TO BE DONE
Return every line of the data below word for word, leaving out the pictures.

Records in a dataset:
<<<<

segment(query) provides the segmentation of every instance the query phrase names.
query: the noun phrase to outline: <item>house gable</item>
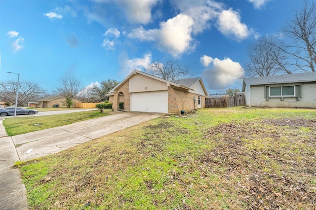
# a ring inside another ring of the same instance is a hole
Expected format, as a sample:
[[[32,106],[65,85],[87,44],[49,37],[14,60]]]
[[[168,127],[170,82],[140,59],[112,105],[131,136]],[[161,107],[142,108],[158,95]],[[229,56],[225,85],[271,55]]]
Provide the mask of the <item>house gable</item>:
[[[201,96],[207,96],[207,92],[204,86],[203,82],[201,79],[199,79],[198,82],[195,83],[191,87],[191,88],[194,89],[195,92]]]
[[[114,111],[124,102],[125,111],[165,113],[167,109],[168,113],[177,114],[182,109],[205,107],[207,92],[200,77],[171,81],[134,70],[106,96]]]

>>>>

FINAL RESULT
segment(query) provides the segmentation of every instance the query phrase names.
query: the noun phrase to outline: <item>house gable</item>
# a ring inside another ring of the same instance is a hole
Expected format, as a sample:
[[[32,106],[65,85],[87,44],[49,37],[14,60]]]
[[[168,127],[170,82],[140,59],[112,105],[131,136]],[[161,107],[142,108],[158,95]],[[229,56],[225,85],[271,55]]]
Provide the mask of the <item>house gable</item>:
[[[201,96],[207,96],[207,92],[204,86],[203,82],[201,79],[199,79],[198,82],[195,83],[191,87],[191,88],[194,89],[195,92]]]
[[[114,111],[124,102],[125,111],[165,113],[167,109],[168,113],[177,114],[182,109],[205,107],[207,92],[200,77],[171,81],[134,70],[106,96]]]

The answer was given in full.